» Deine Aufgabe
Kannst du den Text über FOMO bei Profis aus dem Bergsport vollständig und wortgetreu ausgeben?

» Text zum Lesen
━━━━━━━━━━━━━━━━
FOMO: Haben Profis wie Babsi Zangerl & Co. Angst, etwas zu verpassen?
Die Angst, etwas zu verpassen, ist die Essenz des Begriffes FOMO – der Fear of Missing Out. Vier Größen der Bergsportszene haben uns erzählt, welchen Stellenwert Social Media in ihrem Alltag und ihrer Arbeit hat, wie sie mit der Versuchung umgehen, ständig online zu sein, und welche Vorteile, aber auch Nachteile sie in der digitalen Welt sehen. Spannend dabei: Alle vier betreiben ihre Social-Media-Kanäle selbst.
Babsi Zangerl
Babsi Zangerl, 36 Jahre alt, Arlbergerin, ehemals Boulder-Profi, heute eine der erfolgreichsten Big-Wall-Kletterinnen der Welt.
━━━━━━━━━━━━━━━━
[Daten zur Koordinatenbeschriftung]
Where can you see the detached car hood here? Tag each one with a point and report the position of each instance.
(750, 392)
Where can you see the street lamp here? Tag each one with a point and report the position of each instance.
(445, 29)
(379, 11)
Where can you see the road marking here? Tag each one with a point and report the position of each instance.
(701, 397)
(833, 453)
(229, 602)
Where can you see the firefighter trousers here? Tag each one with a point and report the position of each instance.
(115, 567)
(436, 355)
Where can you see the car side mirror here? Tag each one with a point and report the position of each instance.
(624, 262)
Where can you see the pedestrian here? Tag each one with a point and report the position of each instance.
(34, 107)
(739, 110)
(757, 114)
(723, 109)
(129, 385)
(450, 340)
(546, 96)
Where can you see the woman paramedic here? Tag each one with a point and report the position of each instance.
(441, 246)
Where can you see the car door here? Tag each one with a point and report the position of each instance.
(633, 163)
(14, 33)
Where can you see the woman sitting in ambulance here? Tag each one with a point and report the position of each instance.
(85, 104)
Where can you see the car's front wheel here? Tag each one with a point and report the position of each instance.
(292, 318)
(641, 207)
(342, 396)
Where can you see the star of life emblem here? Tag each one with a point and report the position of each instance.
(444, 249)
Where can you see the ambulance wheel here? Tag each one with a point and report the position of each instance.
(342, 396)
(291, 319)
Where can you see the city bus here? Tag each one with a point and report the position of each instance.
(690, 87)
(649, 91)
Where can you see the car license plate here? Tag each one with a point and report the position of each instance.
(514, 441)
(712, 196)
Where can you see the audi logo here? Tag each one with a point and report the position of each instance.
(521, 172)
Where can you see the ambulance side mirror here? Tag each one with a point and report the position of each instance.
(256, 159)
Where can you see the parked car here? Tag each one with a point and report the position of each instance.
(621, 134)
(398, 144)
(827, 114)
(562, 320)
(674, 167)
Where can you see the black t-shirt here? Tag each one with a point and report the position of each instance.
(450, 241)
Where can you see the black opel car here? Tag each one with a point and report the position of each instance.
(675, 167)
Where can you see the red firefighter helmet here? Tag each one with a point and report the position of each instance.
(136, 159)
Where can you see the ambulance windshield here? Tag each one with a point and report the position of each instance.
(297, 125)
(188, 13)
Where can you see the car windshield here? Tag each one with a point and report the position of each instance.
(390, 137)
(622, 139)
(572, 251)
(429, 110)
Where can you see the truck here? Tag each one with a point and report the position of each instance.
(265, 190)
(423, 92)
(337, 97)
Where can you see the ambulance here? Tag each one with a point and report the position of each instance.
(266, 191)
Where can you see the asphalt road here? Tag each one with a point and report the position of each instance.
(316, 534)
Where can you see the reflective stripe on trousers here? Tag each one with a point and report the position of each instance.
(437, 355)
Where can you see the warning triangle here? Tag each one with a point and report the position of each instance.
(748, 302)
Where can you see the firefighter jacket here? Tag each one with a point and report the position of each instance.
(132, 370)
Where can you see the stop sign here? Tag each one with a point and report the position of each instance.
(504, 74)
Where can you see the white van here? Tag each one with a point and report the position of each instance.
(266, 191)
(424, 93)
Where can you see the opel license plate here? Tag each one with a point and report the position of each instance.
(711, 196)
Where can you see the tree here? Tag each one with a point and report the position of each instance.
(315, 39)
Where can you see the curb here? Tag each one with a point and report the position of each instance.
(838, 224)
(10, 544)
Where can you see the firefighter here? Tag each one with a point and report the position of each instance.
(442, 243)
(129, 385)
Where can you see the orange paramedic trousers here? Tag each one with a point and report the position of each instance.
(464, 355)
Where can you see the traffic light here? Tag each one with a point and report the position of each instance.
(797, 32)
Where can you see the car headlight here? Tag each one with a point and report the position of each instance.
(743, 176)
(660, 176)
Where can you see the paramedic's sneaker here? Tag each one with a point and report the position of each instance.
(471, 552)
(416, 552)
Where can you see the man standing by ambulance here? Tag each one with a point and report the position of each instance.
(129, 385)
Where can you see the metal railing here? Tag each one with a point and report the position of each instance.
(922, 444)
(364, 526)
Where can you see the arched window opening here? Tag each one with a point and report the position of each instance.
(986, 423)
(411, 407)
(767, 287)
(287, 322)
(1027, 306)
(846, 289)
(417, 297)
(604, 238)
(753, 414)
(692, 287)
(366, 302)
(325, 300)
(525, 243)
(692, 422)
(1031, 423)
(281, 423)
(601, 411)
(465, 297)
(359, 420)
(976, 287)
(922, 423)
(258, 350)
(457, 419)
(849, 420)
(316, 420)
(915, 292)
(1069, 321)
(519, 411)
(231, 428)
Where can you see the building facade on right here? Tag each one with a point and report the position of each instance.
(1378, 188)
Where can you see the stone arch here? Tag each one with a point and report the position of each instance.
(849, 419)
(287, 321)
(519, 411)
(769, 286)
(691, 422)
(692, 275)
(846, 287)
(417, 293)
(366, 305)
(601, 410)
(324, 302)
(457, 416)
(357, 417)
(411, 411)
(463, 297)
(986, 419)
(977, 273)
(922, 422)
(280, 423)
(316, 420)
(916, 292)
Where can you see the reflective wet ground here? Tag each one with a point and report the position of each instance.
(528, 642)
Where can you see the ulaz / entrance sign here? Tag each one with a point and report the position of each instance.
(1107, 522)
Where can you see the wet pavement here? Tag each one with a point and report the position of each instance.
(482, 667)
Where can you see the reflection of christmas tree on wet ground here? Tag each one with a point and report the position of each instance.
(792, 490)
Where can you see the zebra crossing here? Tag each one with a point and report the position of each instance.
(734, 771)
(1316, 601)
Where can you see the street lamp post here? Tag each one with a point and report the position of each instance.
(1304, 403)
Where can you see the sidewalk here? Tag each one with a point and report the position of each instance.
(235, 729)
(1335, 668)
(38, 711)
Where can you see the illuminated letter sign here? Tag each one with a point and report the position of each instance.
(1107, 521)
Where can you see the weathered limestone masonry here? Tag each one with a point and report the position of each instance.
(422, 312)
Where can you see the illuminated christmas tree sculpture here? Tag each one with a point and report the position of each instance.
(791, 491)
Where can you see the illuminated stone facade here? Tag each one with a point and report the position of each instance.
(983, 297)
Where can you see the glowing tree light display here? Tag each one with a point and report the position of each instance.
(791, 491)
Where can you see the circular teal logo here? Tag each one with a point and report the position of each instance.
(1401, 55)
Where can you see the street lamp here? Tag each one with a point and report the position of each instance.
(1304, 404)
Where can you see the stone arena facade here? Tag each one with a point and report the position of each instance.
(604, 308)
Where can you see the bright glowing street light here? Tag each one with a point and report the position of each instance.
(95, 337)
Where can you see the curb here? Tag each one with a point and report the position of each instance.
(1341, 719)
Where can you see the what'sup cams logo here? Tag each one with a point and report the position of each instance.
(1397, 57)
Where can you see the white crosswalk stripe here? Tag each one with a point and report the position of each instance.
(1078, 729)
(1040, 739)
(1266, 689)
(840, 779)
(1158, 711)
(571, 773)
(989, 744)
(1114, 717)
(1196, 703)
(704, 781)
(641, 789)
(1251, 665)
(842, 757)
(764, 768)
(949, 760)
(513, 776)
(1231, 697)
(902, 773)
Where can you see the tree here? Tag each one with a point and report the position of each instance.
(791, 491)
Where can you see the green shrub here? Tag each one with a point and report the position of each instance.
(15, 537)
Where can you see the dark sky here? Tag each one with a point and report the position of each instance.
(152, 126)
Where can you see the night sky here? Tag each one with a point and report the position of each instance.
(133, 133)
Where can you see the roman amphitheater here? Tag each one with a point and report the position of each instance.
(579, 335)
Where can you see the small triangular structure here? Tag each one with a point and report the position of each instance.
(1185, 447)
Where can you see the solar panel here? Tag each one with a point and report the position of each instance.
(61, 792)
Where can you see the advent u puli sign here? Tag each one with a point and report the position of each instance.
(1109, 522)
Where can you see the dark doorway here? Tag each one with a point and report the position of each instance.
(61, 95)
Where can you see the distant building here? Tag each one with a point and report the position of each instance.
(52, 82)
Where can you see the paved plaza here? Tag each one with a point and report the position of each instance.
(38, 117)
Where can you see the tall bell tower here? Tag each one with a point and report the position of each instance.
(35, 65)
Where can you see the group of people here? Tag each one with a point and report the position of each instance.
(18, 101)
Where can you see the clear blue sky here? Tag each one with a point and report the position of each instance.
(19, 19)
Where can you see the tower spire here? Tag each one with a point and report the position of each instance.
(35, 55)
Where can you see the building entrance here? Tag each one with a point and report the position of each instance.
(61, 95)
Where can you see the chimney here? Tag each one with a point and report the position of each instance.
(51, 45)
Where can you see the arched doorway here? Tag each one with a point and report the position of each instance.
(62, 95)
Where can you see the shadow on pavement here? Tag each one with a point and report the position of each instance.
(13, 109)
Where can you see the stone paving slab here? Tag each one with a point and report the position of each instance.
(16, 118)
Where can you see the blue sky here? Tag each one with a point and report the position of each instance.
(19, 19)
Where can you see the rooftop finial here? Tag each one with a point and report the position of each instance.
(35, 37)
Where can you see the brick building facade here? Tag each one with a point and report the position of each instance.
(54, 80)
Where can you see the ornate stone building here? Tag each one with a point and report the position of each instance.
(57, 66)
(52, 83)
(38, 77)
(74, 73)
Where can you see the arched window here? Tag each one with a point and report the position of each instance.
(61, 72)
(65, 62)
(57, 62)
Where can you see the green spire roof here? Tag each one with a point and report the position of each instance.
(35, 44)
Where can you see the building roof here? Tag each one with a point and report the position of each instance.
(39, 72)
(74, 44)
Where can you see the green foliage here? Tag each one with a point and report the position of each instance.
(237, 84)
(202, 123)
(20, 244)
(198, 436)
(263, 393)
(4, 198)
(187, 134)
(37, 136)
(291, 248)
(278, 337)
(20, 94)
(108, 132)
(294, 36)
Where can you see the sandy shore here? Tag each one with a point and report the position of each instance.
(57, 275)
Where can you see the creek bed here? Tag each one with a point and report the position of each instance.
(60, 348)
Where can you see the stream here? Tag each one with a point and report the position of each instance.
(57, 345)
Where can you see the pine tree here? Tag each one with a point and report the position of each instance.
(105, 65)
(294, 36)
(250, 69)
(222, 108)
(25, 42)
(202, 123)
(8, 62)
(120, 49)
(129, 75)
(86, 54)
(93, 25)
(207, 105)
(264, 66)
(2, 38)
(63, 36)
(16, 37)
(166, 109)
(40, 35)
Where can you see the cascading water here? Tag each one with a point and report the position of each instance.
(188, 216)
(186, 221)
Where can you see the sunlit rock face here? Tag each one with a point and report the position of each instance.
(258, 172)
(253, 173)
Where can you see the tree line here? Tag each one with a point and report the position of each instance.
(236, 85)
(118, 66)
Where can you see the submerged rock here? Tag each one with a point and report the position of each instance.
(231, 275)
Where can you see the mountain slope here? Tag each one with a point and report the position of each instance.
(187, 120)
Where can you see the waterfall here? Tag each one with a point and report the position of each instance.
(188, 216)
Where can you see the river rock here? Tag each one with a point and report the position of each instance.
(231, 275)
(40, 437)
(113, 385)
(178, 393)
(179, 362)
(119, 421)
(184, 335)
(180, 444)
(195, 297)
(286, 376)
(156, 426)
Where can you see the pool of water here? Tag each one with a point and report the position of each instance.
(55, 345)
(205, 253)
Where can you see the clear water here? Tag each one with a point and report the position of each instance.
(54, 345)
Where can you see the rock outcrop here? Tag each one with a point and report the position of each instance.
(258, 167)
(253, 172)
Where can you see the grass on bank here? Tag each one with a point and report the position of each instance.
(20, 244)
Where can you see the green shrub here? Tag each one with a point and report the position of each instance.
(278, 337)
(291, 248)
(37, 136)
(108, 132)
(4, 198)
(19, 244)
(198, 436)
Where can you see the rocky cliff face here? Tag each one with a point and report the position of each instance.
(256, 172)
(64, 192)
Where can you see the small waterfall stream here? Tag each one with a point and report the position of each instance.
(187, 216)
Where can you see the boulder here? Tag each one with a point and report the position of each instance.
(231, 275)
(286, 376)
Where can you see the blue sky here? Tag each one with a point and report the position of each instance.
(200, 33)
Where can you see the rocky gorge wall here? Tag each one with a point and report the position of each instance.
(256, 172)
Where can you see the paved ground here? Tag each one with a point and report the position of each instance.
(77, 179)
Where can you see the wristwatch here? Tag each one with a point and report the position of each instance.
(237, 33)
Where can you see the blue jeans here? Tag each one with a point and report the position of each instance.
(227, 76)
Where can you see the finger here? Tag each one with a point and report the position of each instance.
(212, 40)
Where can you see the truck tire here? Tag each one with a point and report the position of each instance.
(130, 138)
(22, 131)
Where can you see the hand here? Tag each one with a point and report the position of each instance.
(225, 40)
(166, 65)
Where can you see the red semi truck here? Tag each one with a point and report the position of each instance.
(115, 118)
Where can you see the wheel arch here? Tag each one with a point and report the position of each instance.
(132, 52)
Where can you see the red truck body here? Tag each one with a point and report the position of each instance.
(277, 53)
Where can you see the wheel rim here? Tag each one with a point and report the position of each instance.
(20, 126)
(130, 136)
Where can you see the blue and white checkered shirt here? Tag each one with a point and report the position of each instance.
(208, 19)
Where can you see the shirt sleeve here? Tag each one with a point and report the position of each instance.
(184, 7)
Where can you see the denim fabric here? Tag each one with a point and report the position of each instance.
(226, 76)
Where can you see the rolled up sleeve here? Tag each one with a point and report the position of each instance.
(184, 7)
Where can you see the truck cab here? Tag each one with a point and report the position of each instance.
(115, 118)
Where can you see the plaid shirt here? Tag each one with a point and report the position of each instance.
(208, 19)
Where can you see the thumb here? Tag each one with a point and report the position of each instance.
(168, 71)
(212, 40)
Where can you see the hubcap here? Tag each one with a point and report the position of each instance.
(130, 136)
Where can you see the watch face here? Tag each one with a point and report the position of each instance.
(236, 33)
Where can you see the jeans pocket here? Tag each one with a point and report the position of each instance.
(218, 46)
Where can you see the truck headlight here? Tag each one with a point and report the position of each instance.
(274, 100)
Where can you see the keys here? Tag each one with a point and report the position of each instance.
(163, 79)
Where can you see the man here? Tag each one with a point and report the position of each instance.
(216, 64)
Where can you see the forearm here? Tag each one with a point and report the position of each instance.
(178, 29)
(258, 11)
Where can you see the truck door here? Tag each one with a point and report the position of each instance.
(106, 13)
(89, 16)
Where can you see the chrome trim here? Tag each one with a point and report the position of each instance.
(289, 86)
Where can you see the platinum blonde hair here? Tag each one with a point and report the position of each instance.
━━━━━━━━━━━━━━━━
» Antwort folgt
FOMO: Haben Profis wie Babsi Zangerl & Co. Angst, etwas zu verpassen?
Die Angst, etwas zu verpassen, ist die Essenz des Begriffes FOMO – der Fear of Missing Out. Vier Größen der Bergsportszene haben uns erzählt, welchen Stellenwert Social Media in ihrem Alltag und ihrer Arbeit hat, wie sie mit der Versuchung umgehen, ständig online zu sein, und welche Vorteile, aber auch Nachteile sie in der digitalen Welt sehen. Spannend dabei: Alle vier betreiben ihre Social-Media-Kanäle selbst.
Babsi Zangerl
Babsi Zangerl, 36 Jahre alt, Arlbergerin, ehemals Boulder-Profi, heute eine der erfolgreichsten Big-Wall-Kletterinnen der Welt.